(Named-object pointing rows)
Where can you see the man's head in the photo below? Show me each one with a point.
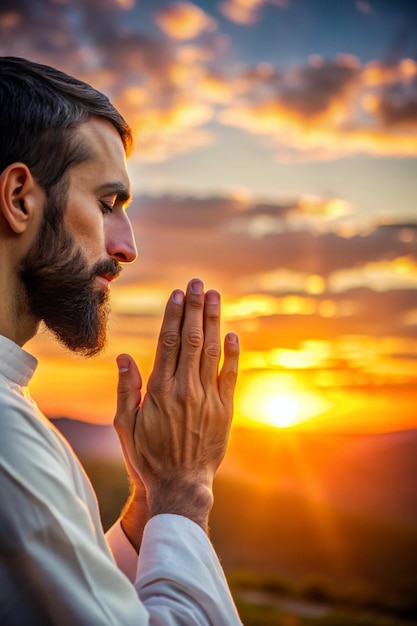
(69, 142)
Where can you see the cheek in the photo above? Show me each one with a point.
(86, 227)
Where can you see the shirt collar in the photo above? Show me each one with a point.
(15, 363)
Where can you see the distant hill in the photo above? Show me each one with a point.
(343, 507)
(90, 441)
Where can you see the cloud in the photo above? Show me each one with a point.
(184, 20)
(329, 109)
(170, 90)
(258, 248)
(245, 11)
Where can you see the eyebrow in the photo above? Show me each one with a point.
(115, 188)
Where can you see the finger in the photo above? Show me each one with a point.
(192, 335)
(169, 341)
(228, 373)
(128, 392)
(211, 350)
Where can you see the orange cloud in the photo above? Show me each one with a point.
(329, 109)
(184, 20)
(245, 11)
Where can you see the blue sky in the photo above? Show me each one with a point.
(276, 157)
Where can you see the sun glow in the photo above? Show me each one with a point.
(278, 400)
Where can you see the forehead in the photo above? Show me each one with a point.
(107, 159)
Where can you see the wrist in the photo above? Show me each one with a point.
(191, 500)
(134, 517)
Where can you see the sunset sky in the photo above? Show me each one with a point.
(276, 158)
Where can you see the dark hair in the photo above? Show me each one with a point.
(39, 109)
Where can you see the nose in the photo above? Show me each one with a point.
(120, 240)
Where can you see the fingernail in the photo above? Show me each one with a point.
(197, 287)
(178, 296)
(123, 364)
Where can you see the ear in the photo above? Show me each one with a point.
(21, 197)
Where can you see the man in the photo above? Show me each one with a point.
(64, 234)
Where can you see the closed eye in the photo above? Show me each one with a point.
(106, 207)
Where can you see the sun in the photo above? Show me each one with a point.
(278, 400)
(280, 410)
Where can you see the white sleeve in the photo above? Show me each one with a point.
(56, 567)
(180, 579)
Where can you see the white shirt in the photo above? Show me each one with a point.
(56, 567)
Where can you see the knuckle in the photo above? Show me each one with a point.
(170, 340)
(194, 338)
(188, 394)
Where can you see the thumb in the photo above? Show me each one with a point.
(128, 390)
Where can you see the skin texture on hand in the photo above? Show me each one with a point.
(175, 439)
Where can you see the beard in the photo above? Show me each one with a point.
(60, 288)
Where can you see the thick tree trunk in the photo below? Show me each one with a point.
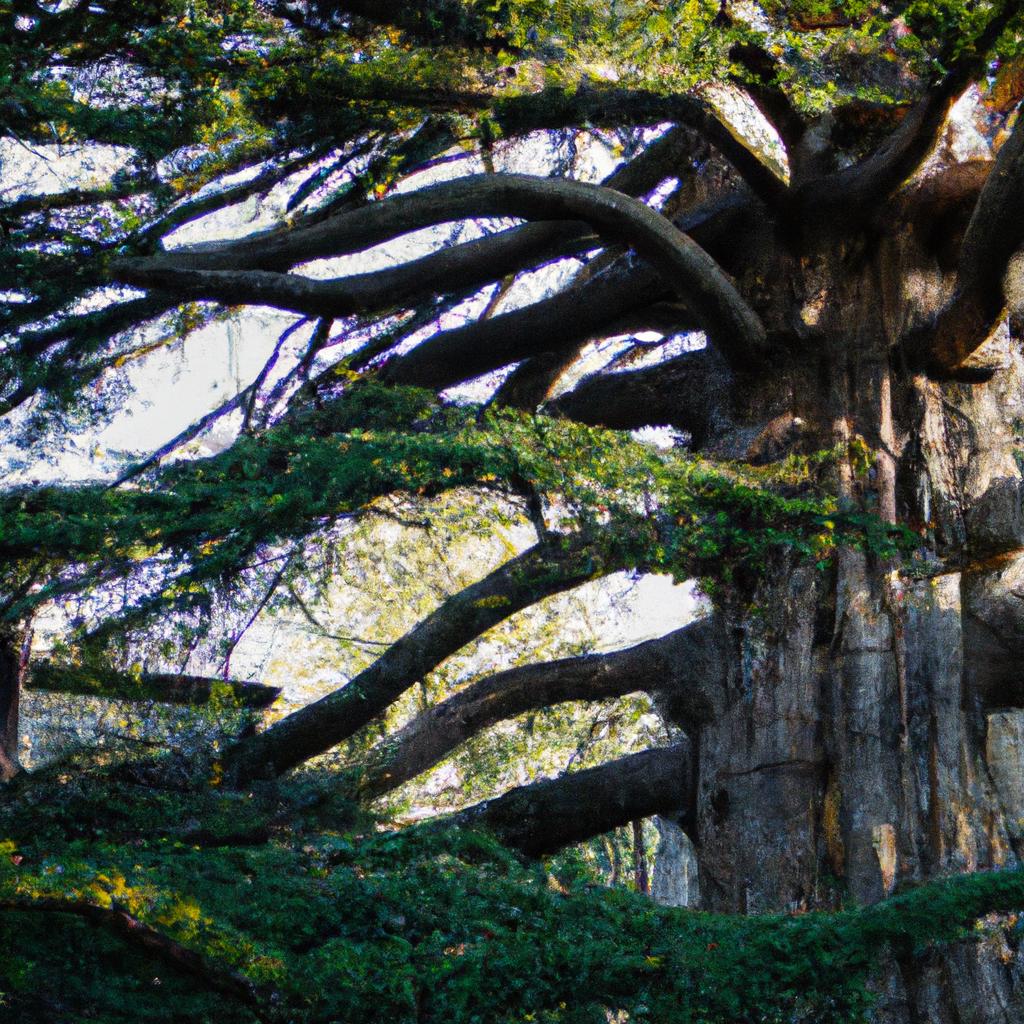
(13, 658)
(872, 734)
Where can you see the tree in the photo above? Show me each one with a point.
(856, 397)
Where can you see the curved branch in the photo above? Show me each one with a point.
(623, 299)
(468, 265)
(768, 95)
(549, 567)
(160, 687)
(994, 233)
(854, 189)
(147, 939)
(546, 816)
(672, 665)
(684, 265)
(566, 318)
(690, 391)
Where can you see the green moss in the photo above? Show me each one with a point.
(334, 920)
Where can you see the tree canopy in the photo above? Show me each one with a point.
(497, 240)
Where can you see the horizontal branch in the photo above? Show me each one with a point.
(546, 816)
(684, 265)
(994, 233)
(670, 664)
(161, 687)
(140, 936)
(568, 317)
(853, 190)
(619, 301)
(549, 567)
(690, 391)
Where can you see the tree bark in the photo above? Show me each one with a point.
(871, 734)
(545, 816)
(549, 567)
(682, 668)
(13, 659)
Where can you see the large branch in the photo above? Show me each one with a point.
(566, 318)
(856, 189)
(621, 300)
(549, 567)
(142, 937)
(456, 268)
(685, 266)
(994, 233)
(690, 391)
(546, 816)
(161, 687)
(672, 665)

▶ Short exercise
Quote all of the rows above verbatim, leaving out the pictures.

▶ Completed task
Where can you see the man's head in the photo below? Show me each one with a point.
(69, 142)
Where can you see the cheek in the photo above? Show me each one with a point.
(86, 227)
Where can you see the shirt collar in the photo above? Show me each one with a point.
(15, 363)
Where can you see the distant hill in the photo above? Show me each one with a point.
(343, 507)
(90, 441)
Where can you see the cloud in the photo above? Show me each one with a point.
(184, 20)
(329, 109)
(170, 90)
(258, 248)
(245, 11)
Where can you see the eyebrow in the photo above? Show me each one with a point.
(115, 188)
Where can you see the finger in the photo above? Show me each one with a point.
(192, 335)
(169, 341)
(228, 373)
(128, 392)
(211, 350)
Where can you see the orange cloud in the photo above? Show me each one with a point.
(329, 109)
(184, 20)
(245, 11)
Where can you see the blue sky in the photo above? Show me each one with a point.
(276, 157)
Where can you see the sun glow in the photo above? Show me each one with a point.
(278, 400)
Where can you see the forehead in the photo above? Show me each one with a point.
(107, 159)
Where can you see the wrist in the photo above? Show me each one with a point.
(191, 500)
(134, 517)
Where can you see the sunset sky in the photo above? Show me each one with a point.
(276, 158)
Where can you see the dark hair in the photo above? Show me each one with a point.
(39, 109)
Where can you see the nose in the photo above? Show me each one with a point.
(120, 240)
Where can you see the fingernail in the photo above? Show me each one with a point.
(197, 287)
(178, 296)
(123, 364)
Where can you see the ear in the photo above? Show me each one with a point.
(21, 197)
Where can you see the man in the photo above? Show me each one with a point.
(64, 234)
Where can you see the closed eye in the photo above? Show me each one with a point.
(106, 207)
Where can you see the sun in the photo above? Show me each one with a point.
(278, 400)
(280, 410)
Where can you see the white sleeve in the photo above? Show me each one with a point.
(56, 567)
(180, 579)
Where can you see the white shirt in the photo above? Show me each one with a point.
(56, 567)
Where can you see the knuckle in the photo above? Show me each one with a point.
(170, 340)
(194, 338)
(188, 394)
Where can you see the thumb in the photo above? Show me each one with a point.
(128, 390)
Where can you see the skin texture on hand in the photo above? Show me each one with a point.
(175, 439)
Where can you see the beard in the photo above? Show me each one with a point.
(60, 288)
Where can you see the thick tree trunk in the photo below? Show me each one with a point.
(13, 658)
(872, 734)
Where can you see the tree in the photo above? Show me each one with a point.
(856, 397)
Where can you see the curved branch in the photo above? Show me each one with a point.
(623, 299)
(468, 265)
(768, 95)
(549, 567)
(160, 687)
(994, 233)
(854, 189)
(147, 939)
(546, 816)
(672, 665)
(684, 265)
(566, 318)
(690, 391)
Where can you see the green moss in the photo above? Show me each one with a point.
(334, 920)
Where can you see the tree canopy in the photo above? Show me each one with a point.
(497, 240)
Where can you see the horizontal branch in the photo above? Show me each one with a point.
(546, 816)
(684, 265)
(994, 233)
(670, 664)
(161, 687)
(140, 936)
(568, 317)
(853, 190)
(619, 301)
(549, 567)
(690, 391)
Where can you see the tree bark in the photo above? Show me each one with a point.
(871, 734)
(545, 816)
(549, 567)
(682, 668)
(13, 659)
Where can you see the large branch in the photo above? Show me each one with a point.
(566, 318)
(856, 189)
(621, 300)
(549, 567)
(142, 937)
(456, 268)
(685, 266)
(994, 233)
(690, 391)
(546, 816)
(161, 687)
(672, 665)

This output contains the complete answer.